START Selected excerpt

2012 will be my year for Blogging!!!
I know I have been slacking, but like I said 2012 will be my year. With that being said, I will leave you with an epic last post of 2011.
Pap smears!!
I am very pro-active with my health. I go to every appointment, make sure I am in tune with my body blah blah blah.
I was suppose to schedule my yearly pap smear right around Christmas, but, because my mind is all screwed up, I thought “Well I am just going to wait till the first of the year because god forbid the doctor finds out I have cancer, that would be a sucky Christmas”
yes folks, this is how my mind truly works.
So I scheduled my pap smear for January 5th. I am good to go….kind of.
I have had this doctor for eight plus years. He is awesome, and literally saved not only my life but my daughters. That makes me kind of loyal to him.
He has seen me at my worst, and at my best. I remember one time I was about 7 months pregnant with Sofia, went in for my usual checkup and he complimented my makeup.
Holla!!!!

END Selected excerpt

* _Task item_
Copy the blog post above about scheduling a yearly pap smear in full, word for word.

START Information provided

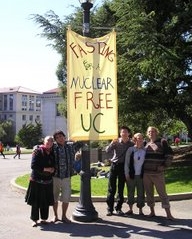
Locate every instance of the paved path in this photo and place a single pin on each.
(15, 222)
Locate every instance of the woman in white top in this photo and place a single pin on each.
(133, 168)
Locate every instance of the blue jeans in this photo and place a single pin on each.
(116, 174)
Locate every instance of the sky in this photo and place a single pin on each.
(25, 58)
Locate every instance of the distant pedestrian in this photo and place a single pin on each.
(177, 141)
(18, 151)
(2, 149)
(158, 157)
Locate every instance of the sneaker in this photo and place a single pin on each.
(120, 213)
(109, 213)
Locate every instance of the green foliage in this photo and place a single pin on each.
(29, 135)
(6, 131)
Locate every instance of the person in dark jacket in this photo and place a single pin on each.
(158, 157)
(118, 147)
(133, 167)
(40, 190)
(64, 158)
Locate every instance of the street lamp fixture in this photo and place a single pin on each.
(86, 5)
(85, 210)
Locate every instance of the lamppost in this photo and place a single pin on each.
(86, 5)
(85, 211)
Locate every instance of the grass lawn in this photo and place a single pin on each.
(178, 180)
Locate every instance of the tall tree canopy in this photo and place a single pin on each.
(154, 45)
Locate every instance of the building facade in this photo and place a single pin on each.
(24, 106)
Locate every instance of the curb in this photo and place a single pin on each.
(172, 197)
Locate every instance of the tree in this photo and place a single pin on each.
(29, 135)
(6, 131)
(154, 65)
(154, 56)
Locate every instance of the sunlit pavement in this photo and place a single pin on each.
(16, 224)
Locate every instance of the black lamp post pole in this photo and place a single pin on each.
(85, 211)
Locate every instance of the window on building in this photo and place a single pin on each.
(11, 102)
(5, 102)
(38, 103)
(57, 110)
(24, 103)
(31, 102)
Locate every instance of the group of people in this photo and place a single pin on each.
(50, 180)
(140, 165)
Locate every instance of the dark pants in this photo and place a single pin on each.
(44, 213)
(2, 154)
(116, 173)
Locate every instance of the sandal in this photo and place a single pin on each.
(130, 212)
(66, 220)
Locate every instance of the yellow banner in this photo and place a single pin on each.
(91, 87)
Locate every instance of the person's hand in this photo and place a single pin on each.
(161, 168)
(49, 169)
(127, 178)
(114, 141)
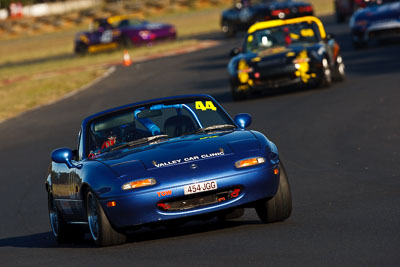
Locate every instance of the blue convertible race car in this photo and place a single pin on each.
(163, 161)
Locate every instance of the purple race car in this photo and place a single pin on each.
(124, 30)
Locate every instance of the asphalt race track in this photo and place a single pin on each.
(341, 148)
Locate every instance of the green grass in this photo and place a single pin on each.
(41, 68)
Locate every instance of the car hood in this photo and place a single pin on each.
(379, 12)
(275, 53)
(180, 152)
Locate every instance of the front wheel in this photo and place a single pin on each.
(279, 207)
(228, 29)
(62, 231)
(81, 49)
(339, 71)
(100, 228)
(326, 74)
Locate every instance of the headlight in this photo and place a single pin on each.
(249, 162)
(139, 183)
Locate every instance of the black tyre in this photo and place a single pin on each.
(238, 95)
(81, 49)
(100, 228)
(339, 69)
(125, 41)
(360, 45)
(62, 231)
(228, 29)
(279, 207)
(325, 79)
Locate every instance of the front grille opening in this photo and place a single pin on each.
(199, 200)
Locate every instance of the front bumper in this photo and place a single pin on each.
(141, 208)
(269, 78)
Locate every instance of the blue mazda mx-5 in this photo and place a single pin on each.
(163, 161)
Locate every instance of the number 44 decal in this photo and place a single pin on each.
(207, 105)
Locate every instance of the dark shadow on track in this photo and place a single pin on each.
(46, 240)
(40, 240)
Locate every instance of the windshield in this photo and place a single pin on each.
(380, 2)
(149, 123)
(282, 36)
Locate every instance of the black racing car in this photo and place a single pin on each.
(245, 13)
(380, 21)
(282, 53)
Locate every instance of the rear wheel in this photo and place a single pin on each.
(100, 228)
(279, 207)
(62, 231)
(339, 71)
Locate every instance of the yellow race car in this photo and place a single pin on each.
(282, 53)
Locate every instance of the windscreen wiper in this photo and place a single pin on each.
(140, 141)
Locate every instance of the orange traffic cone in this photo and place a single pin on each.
(127, 59)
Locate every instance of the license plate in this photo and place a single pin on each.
(200, 187)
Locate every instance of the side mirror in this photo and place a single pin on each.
(64, 155)
(243, 120)
(235, 51)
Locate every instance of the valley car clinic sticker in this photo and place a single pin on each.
(188, 159)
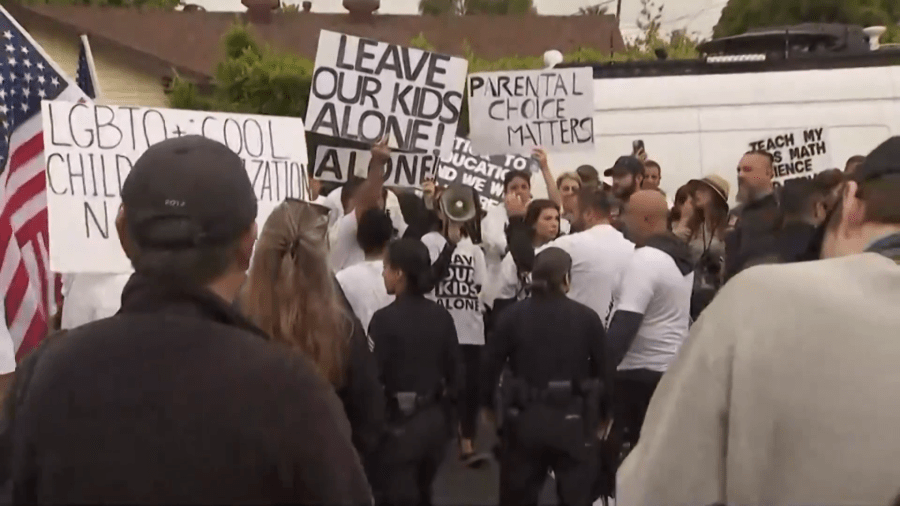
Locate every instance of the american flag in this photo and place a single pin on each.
(27, 286)
(86, 74)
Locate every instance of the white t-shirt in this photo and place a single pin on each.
(654, 287)
(508, 283)
(599, 257)
(363, 286)
(461, 292)
(91, 297)
(493, 237)
(345, 250)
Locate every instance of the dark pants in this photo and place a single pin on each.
(468, 410)
(410, 458)
(540, 439)
(632, 394)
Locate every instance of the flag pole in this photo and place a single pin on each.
(89, 56)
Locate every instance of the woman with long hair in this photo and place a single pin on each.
(460, 270)
(569, 184)
(291, 294)
(542, 219)
(419, 365)
(702, 224)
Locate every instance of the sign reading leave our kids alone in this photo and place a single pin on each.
(366, 90)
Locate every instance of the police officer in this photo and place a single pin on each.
(415, 345)
(553, 400)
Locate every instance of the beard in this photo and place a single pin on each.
(623, 192)
(745, 193)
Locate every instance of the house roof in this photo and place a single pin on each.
(191, 42)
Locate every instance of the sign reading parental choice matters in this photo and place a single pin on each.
(90, 149)
(514, 112)
(366, 90)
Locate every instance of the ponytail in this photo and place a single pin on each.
(420, 283)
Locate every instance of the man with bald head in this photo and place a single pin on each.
(652, 313)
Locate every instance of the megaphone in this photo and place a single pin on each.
(458, 203)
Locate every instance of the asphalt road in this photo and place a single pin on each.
(457, 485)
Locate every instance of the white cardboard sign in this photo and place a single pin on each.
(514, 112)
(364, 90)
(403, 170)
(798, 152)
(90, 149)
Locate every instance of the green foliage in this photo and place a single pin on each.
(595, 10)
(739, 16)
(251, 79)
(258, 80)
(160, 4)
(469, 7)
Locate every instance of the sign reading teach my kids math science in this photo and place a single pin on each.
(797, 152)
(90, 150)
(517, 111)
(366, 90)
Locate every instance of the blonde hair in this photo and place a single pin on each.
(569, 175)
(290, 292)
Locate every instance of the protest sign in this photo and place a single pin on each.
(403, 170)
(365, 90)
(90, 149)
(514, 112)
(798, 152)
(484, 173)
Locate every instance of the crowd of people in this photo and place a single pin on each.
(335, 354)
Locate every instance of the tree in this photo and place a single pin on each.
(255, 79)
(739, 16)
(471, 7)
(595, 10)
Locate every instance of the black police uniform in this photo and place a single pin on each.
(550, 406)
(419, 363)
(176, 400)
(751, 233)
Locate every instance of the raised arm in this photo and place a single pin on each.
(370, 194)
(553, 192)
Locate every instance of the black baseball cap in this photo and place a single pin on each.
(188, 192)
(628, 164)
(883, 161)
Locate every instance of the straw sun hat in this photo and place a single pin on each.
(718, 184)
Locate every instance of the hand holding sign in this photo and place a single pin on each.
(515, 205)
(541, 157)
(381, 153)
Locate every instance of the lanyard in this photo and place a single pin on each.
(888, 246)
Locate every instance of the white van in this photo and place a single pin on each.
(812, 119)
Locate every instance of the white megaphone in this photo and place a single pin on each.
(458, 203)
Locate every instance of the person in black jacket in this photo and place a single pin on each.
(420, 367)
(555, 398)
(291, 295)
(178, 399)
(752, 225)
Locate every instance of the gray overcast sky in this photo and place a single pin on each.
(697, 16)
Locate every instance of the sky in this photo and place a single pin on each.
(698, 16)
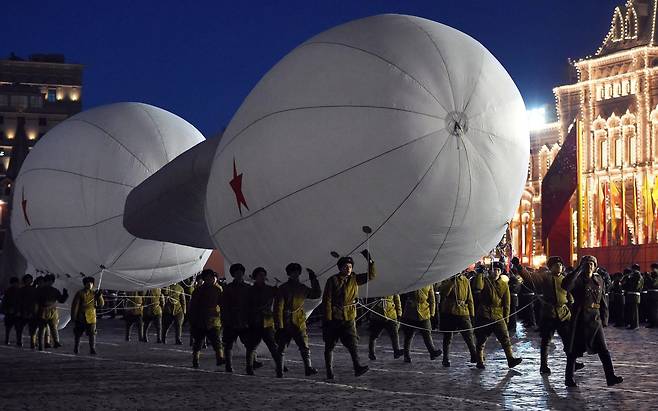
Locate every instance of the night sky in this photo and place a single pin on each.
(200, 62)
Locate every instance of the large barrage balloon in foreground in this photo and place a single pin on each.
(71, 190)
(394, 122)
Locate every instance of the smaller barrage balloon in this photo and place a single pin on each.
(70, 194)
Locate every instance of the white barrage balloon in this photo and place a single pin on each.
(70, 195)
(394, 122)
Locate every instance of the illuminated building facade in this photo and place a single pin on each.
(614, 100)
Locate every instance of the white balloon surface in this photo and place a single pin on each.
(70, 194)
(394, 122)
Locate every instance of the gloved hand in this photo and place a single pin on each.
(311, 274)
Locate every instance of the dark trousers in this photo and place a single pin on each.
(173, 319)
(157, 320)
(132, 319)
(423, 327)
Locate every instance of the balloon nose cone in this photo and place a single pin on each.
(457, 123)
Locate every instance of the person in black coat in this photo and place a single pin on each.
(587, 288)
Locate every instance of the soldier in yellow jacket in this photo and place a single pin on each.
(83, 313)
(385, 315)
(418, 307)
(290, 318)
(456, 309)
(134, 313)
(47, 298)
(339, 306)
(153, 302)
(173, 312)
(492, 314)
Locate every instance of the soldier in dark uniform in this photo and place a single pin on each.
(173, 312)
(11, 308)
(47, 298)
(632, 283)
(492, 314)
(386, 312)
(617, 309)
(456, 310)
(556, 314)
(651, 285)
(235, 311)
(134, 313)
(83, 314)
(587, 288)
(153, 302)
(290, 318)
(261, 321)
(419, 306)
(515, 283)
(205, 317)
(29, 310)
(338, 302)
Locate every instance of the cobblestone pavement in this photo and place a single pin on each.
(150, 376)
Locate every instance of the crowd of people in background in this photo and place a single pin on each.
(576, 303)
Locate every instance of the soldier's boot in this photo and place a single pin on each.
(278, 364)
(569, 370)
(480, 358)
(195, 359)
(76, 344)
(92, 345)
(250, 361)
(371, 349)
(228, 365)
(308, 368)
(407, 349)
(511, 360)
(329, 364)
(543, 355)
(359, 369)
(446, 353)
(609, 370)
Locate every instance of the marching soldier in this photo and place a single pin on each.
(205, 317)
(134, 313)
(261, 321)
(632, 284)
(83, 313)
(153, 302)
(387, 310)
(555, 315)
(289, 313)
(173, 312)
(456, 309)
(419, 306)
(29, 310)
(10, 308)
(47, 298)
(235, 310)
(587, 288)
(492, 314)
(338, 299)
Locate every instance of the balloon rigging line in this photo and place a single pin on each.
(288, 110)
(324, 271)
(445, 65)
(157, 128)
(389, 62)
(113, 138)
(350, 168)
(23, 173)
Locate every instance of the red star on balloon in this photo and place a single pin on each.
(236, 185)
(24, 205)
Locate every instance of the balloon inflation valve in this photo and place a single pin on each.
(456, 123)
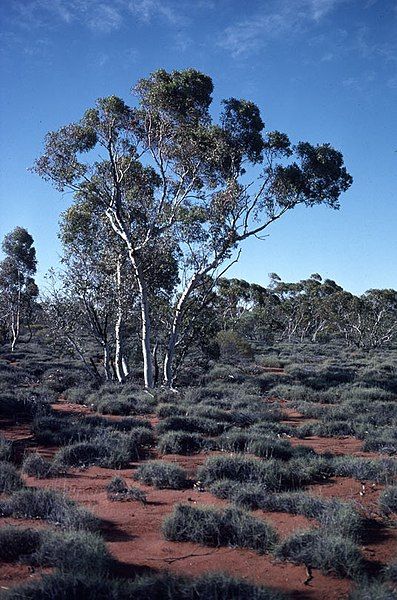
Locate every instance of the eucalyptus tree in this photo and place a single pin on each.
(17, 284)
(366, 321)
(165, 173)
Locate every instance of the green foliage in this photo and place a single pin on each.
(30, 503)
(181, 442)
(162, 475)
(322, 550)
(388, 500)
(16, 542)
(37, 466)
(212, 586)
(10, 479)
(212, 527)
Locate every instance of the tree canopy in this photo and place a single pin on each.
(170, 178)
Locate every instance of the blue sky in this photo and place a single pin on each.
(320, 70)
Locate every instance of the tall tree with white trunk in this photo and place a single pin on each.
(165, 173)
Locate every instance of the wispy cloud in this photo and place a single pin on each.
(149, 10)
(278, 19)
(102, 17)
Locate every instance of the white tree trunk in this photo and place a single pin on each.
(119, 359)
(174, 333)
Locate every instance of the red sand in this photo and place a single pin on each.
(133, 530)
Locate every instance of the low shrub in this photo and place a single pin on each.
(5, 449)
(162, 475)
(364, 469)
(69, 586)
(10, 479)
(213, 527)
(16, 542)
(37, 466)
(273, 475)
(118, 489)
(72, 551)
(110, 449)
(169, 410)
(117, 485)
(373, 591)
(388, 500)
(322, 550)
(191, 424)
(181, 442)
(390, 572)
(31, 503)
(263, 445)
(211, 586)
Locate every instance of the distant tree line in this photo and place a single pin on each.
(163, 197)
(91, 308)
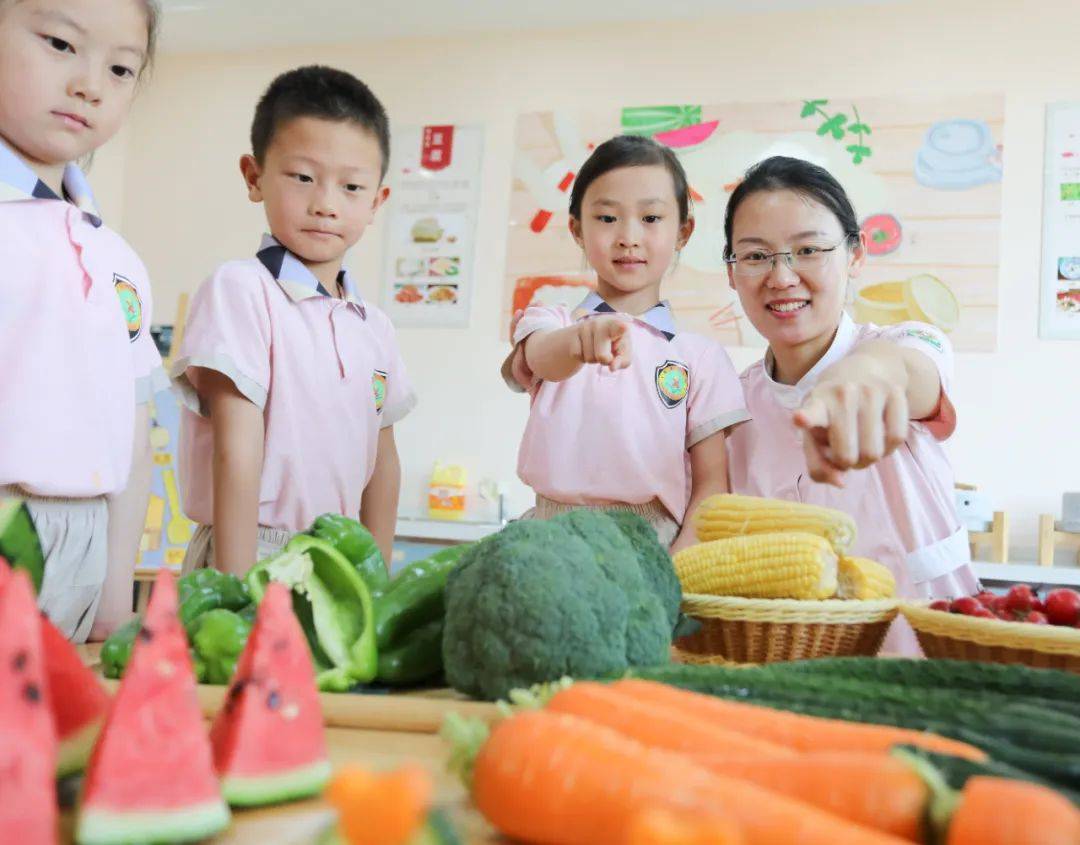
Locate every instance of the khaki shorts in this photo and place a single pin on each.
(653, 512)
(75, 539)
(200, 551)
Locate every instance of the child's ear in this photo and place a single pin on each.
(685, 230)
(251, 171)
(575, 226)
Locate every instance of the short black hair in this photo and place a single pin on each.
(316, 91)
(631, 151)
(808, 179)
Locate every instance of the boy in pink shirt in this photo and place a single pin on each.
(844, 415)
(626, 411)
(79, 363)
(292, 384)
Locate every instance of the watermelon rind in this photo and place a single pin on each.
(18, 540)
(193, 822)
(255, 790)
(75, 750)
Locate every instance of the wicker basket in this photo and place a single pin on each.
(737, 630)
(996, 641)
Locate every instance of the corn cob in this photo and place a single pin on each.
(785, 565)
(729, 515)
(863, 578)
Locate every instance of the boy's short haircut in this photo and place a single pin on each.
(316, 91)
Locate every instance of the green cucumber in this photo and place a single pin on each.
(18, 540)
(957, 770)
(1007, 679)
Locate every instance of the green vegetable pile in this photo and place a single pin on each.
(585, 594)
(361, 626)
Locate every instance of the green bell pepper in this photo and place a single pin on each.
(418, 657)
(414, 598)
(333, 605)
(358, 546)
(117, 649)
(204, 590)
(218, 638)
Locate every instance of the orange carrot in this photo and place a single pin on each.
(874, 790)
(657, 725)
(795, 731)
(663, 827)
(999, 812)
(380, 809)
(555, 778)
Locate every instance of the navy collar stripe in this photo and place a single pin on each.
(659, 317)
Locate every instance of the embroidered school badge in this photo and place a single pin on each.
(131, 306)
(379, 389)
(673, 383)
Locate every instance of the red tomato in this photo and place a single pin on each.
(1063, 606)
(966, 605)
(1021, 597)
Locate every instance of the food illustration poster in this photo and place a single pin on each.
(925, 175)
(1060, 307)
(167, 532)
(430, 235)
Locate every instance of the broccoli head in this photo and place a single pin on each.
(648, 628)
(529, 604)
(652, 558)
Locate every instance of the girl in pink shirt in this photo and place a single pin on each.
(626, 411)
(79, 363)
(845, 415)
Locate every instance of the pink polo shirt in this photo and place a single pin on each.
(326, 373)
(903, 506)
(75, 339)
(601, 437)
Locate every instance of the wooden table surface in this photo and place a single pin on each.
(301, 823)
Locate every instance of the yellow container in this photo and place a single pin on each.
(446, 494)
(923, 297)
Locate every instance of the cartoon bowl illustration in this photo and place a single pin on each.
(957, 155)
(882, 304)
(1069, 267)
(923, 297)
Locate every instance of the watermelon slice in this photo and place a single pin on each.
(27, 739)
(268, 737)
(18, 540)
(151, 774)
(76, 697)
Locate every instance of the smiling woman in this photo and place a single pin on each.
(844, 415)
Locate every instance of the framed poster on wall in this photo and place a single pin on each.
(429, 253)
(1060, 289)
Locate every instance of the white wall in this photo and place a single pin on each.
(185, 211)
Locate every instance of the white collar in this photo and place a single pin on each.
(793, 396)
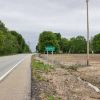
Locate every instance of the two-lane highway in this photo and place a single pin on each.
(8, 63)
(17, 85)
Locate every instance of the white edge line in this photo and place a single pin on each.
(2, 77)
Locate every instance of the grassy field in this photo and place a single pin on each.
(70, 59)
(69, 82)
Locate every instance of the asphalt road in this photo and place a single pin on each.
(17, 85)
(8, 62)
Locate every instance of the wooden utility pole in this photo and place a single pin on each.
(87, 3)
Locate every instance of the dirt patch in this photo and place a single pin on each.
(64, 84)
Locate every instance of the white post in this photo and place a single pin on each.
(52, 57)
(47, 56)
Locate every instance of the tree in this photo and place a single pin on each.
(47, 38)
(78, 44)
(96, 43)
(65, 46)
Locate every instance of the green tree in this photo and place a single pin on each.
(65, 45)
(78, 44)
(47, 38)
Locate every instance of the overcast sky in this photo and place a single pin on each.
(31, 17)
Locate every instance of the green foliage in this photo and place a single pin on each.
(78, 45)
(47, 38)
(96, 43)
(65, 45)
(37, 65)
(11, 42)
(51, 98)
(74, 45)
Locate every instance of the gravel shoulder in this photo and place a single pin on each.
(67, 84)
(17, 85)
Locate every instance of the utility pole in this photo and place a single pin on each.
(87, 3)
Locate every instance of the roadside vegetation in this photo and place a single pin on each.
(74, 45)
(60, 83)
(11, 42)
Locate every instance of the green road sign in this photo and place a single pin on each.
(50, 48)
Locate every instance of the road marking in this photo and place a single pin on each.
(6, 74)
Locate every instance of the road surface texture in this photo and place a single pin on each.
(17, 85)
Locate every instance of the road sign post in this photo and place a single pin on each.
(50, 49)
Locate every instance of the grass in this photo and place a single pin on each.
(40, 66)
(51, 98)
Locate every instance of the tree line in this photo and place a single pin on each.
(11, 42)
(63, 45)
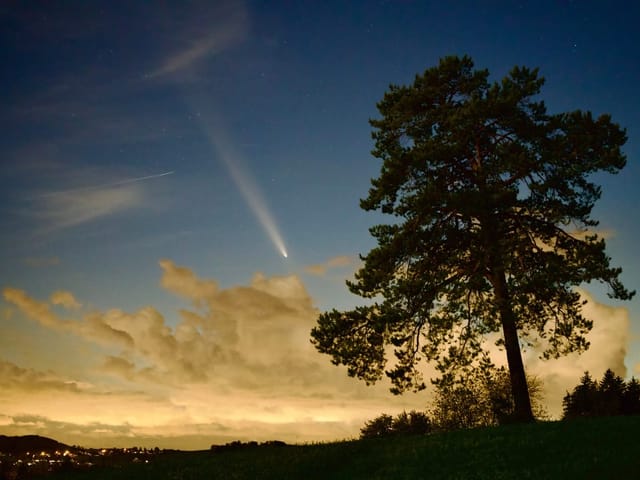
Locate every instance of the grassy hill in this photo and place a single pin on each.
(594, 448)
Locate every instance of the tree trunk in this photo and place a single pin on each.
(522, 403)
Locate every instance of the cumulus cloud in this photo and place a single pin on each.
(29, 380)
(234, 363)
(609, 341)
(321, 269)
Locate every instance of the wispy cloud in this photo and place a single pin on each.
(321, 269)
(69, 209)
(38, 262)
(217, 30)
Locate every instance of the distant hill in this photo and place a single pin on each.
(29, 443)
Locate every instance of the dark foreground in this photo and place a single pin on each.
(595, 448)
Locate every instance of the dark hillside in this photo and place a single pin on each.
(29, 443)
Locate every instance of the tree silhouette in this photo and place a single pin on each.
(610, 396)
(631, 398)
(412, 423)
(490, 200)
(482, 397)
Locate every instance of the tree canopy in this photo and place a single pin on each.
(611, 396)
(489, 200)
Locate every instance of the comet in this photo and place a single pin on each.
(247, 187)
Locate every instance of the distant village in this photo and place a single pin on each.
(34, 456)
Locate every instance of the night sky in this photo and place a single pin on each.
(179, 198)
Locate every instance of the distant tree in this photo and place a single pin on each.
(631, 398)
(582, 402)
(380, 426)
(412, 423)
(491, 198)
(610, 392)
(610, 396)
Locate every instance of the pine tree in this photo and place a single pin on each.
(485, 189)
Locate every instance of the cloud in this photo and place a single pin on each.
(37, 262)
(29, 380)
(335, 262)
(65, 299)
(236, 363)
(207, 33)
(68, 209)
(609, 340)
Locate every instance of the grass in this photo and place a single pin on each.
(594, 448)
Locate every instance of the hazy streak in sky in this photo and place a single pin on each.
(250, 192)
(112, 184)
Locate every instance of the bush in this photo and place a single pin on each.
(412, 423)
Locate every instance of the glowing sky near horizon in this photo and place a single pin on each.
(179, 197)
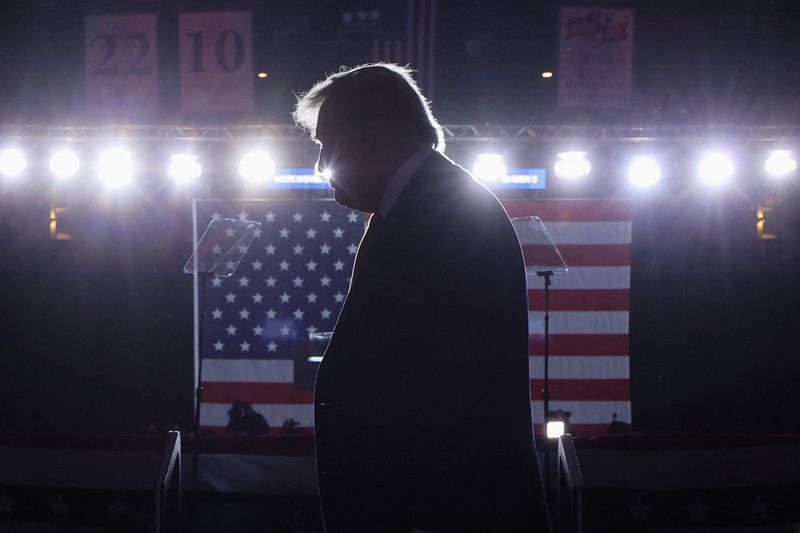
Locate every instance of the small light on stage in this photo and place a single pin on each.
(12, 162)
(489, 168)
(780, 163)
(64, 164)
(115, 167)
(644, 171)
(257, 166)
(716, 168)
(184, 168)
(555, 428)
(572, 165)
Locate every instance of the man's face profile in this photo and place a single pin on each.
(354, 159)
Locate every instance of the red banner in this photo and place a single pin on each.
(216, 61)
(596, 57)
(121, 64)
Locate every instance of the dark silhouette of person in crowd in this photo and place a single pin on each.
(422, 400)
(243, 420)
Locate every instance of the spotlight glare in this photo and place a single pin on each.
(716, 168)
(644, 171)
(115, 167)
(64, 164)
(184, 168)
(780, 163)
(555, 428)
(572, 165)
(489, 168)
(257, 166)
(325, 173)
(12, 162)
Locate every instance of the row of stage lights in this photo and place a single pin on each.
(714, 168)
(116, 167)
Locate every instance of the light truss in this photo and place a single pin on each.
(454, 133)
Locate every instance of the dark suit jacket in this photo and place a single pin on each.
(422, 401)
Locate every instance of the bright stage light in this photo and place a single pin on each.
(184, 168)
(780, 163)
(115, 167)
(555, 428)
(644, 171)
(257, 166)
(572, 165)
(64, 164)
(12, 162)
(716, 168)
(489, 168)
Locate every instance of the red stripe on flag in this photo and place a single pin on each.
(227, 392)
(572, 210)
(585, 254)
(580, 300)
(583, 389)
(581, 344)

END Information provided

* _Response_
2012 will be my year for Blogging!!!
I know I have been slacking, but like I said 2012 will be my year. With that being said, I will leave you with an epic last post of 2011.
Pap smears!!
I am very pro-active with my health. I go to every appointment, make sure I am in tune with my body blah blah blah.
I was suppose to schedule my yearly pap smear right around Christmas, but, because my mind is all screwed up, I thought “Well I am just going to wait till the first of the year because god forbid the doctor finds out I have cancer, that would be a sucky Christmas”
yes folks, this is how my mind truly works.
So I scheduled my pap smear for January 5th. I am good to go….kind of.
I have had this doctor for eight plus years. He is awesome, and literally saved not only my life but my daughters. That makes me kind of loyal to him.
He has seen me at my worst, and at my best. I remember one time I was about 7 months pregnant with Sofia, went in for my usual checkup and he complimented my makeup.
Holla!!!!